**Exercise details**:
Copy the data below exactly, but not the pictures it contains.

**Source material**:
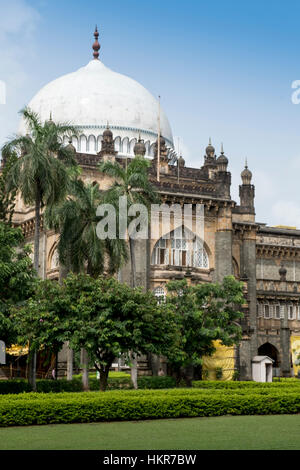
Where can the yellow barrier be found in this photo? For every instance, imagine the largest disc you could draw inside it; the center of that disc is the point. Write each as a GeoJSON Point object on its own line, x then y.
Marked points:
{"type": "Point", "coordinates": [223, 358]}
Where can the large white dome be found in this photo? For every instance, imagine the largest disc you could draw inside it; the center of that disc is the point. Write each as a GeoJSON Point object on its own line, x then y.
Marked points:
{"type": "Point", "coordinates": [93, 96]}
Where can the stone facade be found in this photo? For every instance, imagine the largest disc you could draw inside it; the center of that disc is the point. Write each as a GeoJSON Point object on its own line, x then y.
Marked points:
{"type": "Point", "coordinates": [266, 259]}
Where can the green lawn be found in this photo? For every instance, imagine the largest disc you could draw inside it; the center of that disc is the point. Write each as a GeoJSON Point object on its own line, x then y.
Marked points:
{"type": "Point", "coordinates": [241, 432]}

**Solution to this exercise**:
Where can the yellow barrier be found in this photo? For every instance, imagine the largest disc you could draw inside it; the center of that disc is the point. Write each as a GeoJSON Point object on its own line, x then y.
Marked points:
{"type": "Point", "coordinates": [223, 358]}
Where can the large white dome be found in this photo? For every instance, imagine the largest disc you could draw inside it; the center of that disc is the point. Write each as a GeoJSON Point object on its own line, x then y.
Marked points:
{"type": "Point", "coordinates": [93, 96]}
Where can the stone facade be found in this photo? For every instance, imagine the largest disc you could draw inside it; the center of that disc is the point. Write each as a GeoJSON Point object on its own line, x then y.
Marked points:
{"type": "Point", "coordinates": [266, 259]}
Where can the green lawn be found in this photo? For every instance, imagine the largest disc you could draw inside it; the center of that disc is the point. Write each as a GeoJSON Point object on its own line, x then y.
Marked points:
{"type": "Point", "coordinates": [241, 432]}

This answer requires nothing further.